In the entries below, count every line with the string "lapel". State the count and nothing else.

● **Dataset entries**
Start of Block

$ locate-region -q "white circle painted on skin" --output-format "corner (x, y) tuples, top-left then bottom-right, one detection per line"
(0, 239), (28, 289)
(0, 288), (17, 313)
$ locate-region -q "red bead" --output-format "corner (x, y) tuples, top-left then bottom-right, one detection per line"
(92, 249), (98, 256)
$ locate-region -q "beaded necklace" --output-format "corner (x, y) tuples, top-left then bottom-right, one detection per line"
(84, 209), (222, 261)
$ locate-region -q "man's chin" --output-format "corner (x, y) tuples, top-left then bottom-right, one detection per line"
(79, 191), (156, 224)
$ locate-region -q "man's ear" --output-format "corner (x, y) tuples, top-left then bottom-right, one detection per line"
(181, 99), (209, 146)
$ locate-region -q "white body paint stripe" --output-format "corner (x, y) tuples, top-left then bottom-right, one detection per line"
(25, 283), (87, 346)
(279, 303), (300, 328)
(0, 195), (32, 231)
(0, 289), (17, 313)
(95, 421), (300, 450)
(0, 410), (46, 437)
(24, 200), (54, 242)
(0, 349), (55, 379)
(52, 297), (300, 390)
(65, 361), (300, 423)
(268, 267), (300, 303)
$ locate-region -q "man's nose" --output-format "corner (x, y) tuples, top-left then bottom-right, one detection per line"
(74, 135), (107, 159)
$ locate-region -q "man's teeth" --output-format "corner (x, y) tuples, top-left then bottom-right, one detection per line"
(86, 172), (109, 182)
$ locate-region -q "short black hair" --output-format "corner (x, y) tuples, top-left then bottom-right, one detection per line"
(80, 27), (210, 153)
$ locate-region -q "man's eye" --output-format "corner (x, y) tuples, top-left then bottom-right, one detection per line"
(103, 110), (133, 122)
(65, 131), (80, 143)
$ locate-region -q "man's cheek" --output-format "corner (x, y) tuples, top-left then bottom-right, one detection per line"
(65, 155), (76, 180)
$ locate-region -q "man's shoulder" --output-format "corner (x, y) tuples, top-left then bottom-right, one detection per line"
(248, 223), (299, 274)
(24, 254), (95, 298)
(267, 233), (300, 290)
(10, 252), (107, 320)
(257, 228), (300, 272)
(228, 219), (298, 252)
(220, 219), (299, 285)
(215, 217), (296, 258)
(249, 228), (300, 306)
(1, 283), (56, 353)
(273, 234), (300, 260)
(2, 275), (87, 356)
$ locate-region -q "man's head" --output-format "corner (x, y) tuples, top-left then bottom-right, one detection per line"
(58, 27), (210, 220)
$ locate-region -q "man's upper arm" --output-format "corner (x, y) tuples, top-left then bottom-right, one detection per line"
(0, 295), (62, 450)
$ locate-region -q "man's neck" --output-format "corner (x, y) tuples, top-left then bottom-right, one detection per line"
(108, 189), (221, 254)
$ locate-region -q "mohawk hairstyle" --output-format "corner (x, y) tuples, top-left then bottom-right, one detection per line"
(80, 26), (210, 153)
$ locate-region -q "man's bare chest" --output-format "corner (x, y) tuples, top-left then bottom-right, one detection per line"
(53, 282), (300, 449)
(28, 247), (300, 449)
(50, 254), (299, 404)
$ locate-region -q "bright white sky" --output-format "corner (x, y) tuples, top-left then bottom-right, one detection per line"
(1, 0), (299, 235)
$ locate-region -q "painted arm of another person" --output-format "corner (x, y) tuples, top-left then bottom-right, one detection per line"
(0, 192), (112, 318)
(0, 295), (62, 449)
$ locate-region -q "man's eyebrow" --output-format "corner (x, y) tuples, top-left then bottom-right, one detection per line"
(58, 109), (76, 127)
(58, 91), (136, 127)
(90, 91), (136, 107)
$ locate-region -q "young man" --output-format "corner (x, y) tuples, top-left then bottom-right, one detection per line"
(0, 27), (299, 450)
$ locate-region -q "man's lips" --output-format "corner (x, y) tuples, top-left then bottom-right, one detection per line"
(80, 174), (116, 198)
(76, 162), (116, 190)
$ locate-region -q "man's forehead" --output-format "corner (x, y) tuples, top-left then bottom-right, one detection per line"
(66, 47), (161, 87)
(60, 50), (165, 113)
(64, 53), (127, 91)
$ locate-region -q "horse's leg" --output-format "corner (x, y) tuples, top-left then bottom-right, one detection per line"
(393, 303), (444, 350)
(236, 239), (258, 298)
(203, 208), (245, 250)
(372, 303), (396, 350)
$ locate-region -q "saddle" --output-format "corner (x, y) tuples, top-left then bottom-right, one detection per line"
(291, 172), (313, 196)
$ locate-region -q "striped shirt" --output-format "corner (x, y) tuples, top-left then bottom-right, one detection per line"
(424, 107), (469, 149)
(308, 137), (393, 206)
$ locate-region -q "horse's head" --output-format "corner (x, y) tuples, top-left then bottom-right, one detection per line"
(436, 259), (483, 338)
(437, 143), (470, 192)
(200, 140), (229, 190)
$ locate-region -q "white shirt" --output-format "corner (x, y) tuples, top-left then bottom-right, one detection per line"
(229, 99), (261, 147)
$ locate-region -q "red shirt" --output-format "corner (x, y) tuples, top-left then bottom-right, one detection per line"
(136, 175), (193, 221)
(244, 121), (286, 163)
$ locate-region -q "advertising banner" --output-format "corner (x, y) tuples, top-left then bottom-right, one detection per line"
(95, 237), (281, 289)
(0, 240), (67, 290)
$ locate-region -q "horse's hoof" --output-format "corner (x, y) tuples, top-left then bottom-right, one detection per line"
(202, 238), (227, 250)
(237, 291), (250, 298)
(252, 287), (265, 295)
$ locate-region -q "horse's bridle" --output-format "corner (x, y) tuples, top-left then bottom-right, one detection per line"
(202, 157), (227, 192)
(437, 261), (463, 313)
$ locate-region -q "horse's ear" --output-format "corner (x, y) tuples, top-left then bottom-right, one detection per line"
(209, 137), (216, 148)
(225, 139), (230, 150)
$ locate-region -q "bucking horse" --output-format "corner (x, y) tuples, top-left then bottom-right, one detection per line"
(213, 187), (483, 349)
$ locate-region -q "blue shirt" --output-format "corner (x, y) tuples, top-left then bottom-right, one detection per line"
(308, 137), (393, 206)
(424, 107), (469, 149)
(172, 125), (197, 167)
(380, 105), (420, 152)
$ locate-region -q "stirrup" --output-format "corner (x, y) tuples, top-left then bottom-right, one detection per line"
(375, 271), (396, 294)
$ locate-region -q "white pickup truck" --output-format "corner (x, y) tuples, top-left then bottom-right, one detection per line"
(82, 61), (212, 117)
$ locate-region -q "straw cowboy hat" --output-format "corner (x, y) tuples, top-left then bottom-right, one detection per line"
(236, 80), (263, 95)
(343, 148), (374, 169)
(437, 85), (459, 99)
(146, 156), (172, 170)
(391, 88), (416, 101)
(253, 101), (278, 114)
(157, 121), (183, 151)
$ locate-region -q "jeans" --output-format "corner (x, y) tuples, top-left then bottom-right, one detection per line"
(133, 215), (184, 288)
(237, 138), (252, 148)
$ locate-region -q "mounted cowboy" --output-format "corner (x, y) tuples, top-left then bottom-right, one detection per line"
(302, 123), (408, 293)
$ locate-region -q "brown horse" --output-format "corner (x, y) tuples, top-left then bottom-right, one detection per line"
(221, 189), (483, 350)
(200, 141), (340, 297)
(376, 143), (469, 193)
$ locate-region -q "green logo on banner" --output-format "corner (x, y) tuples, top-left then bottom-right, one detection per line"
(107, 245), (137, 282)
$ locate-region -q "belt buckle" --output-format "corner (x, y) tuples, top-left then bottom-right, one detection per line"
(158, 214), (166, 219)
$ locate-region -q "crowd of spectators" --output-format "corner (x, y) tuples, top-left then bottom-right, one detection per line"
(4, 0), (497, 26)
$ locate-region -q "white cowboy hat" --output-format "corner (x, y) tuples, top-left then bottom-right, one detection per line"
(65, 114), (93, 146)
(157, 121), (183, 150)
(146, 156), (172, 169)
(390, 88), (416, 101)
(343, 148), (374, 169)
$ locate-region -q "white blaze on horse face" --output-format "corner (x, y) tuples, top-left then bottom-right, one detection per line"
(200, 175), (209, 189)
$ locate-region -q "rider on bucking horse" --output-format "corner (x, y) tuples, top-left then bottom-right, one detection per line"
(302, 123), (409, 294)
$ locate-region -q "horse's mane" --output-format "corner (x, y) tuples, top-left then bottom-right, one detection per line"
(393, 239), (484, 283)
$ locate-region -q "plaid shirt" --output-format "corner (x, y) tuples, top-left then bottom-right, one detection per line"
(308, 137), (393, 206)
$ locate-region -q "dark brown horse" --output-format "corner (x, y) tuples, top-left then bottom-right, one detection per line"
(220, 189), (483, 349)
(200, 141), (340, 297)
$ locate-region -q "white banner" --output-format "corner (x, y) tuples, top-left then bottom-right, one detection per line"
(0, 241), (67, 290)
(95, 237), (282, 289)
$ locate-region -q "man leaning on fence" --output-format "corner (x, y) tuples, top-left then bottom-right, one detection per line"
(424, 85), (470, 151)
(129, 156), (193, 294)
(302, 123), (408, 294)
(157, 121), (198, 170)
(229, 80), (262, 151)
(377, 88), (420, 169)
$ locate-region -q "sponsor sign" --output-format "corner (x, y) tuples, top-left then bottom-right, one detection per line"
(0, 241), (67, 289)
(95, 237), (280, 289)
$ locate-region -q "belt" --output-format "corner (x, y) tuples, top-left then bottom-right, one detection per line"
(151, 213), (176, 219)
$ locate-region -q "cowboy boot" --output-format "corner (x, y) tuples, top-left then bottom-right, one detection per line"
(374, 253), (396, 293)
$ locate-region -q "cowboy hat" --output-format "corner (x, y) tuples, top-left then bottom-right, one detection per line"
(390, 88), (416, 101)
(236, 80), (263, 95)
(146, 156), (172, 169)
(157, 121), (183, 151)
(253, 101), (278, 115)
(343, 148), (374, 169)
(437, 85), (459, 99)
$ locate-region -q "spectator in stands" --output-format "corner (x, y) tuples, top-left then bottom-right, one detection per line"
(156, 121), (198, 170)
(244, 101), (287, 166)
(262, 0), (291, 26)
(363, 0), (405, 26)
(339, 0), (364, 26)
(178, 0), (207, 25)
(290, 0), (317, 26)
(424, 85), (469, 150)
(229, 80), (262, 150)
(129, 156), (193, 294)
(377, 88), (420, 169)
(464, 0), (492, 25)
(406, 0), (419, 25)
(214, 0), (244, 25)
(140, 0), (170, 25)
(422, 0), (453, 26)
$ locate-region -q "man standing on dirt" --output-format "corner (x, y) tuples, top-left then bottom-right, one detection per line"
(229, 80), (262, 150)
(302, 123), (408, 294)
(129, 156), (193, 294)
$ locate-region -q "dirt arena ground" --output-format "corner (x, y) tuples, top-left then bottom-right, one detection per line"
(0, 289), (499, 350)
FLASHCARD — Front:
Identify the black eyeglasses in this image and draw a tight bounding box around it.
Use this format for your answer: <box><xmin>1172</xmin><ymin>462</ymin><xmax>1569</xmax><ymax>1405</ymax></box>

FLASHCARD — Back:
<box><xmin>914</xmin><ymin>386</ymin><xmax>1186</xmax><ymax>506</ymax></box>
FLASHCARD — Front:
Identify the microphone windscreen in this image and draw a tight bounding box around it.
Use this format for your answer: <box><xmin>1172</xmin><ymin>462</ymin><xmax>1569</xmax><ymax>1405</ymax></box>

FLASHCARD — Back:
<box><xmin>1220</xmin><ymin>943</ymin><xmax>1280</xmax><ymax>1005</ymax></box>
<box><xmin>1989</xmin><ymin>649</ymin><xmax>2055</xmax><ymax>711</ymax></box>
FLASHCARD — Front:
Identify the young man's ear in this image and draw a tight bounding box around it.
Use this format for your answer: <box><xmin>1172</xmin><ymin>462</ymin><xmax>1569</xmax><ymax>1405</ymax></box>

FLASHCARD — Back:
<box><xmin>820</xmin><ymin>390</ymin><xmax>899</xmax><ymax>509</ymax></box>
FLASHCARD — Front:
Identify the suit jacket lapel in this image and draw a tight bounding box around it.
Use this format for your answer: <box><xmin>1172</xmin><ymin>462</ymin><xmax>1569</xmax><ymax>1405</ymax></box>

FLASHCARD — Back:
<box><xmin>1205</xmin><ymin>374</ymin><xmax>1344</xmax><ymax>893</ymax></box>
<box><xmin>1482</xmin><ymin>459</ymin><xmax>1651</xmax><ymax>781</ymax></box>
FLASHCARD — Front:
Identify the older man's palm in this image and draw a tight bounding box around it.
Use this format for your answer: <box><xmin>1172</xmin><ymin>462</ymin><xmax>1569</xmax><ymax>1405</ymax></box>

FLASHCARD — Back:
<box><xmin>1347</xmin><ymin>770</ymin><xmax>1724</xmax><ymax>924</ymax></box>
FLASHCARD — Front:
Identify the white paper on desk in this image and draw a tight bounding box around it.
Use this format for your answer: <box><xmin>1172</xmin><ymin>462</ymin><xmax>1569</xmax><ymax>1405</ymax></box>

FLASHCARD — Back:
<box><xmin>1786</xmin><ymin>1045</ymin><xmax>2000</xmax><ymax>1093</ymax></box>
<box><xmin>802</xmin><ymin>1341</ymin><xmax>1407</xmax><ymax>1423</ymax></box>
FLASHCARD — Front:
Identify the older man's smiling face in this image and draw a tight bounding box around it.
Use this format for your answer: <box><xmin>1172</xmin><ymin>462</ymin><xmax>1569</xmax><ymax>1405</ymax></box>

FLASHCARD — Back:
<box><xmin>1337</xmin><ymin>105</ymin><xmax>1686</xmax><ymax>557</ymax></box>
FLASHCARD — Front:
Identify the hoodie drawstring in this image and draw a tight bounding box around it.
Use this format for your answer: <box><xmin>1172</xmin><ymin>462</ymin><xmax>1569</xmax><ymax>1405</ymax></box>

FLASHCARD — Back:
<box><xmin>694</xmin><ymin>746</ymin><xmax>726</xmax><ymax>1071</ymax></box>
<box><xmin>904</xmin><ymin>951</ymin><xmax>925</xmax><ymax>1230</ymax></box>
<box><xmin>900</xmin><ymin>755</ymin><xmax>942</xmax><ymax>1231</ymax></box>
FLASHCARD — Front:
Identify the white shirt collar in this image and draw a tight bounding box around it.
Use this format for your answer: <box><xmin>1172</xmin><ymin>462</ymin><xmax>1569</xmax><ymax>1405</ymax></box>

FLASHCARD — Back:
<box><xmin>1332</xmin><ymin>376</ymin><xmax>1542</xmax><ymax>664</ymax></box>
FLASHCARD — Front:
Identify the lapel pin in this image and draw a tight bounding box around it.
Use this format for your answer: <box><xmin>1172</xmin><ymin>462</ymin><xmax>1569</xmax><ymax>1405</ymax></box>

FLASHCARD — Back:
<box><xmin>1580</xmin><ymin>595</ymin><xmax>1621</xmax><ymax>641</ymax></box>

End of Block

● **Written reply**
2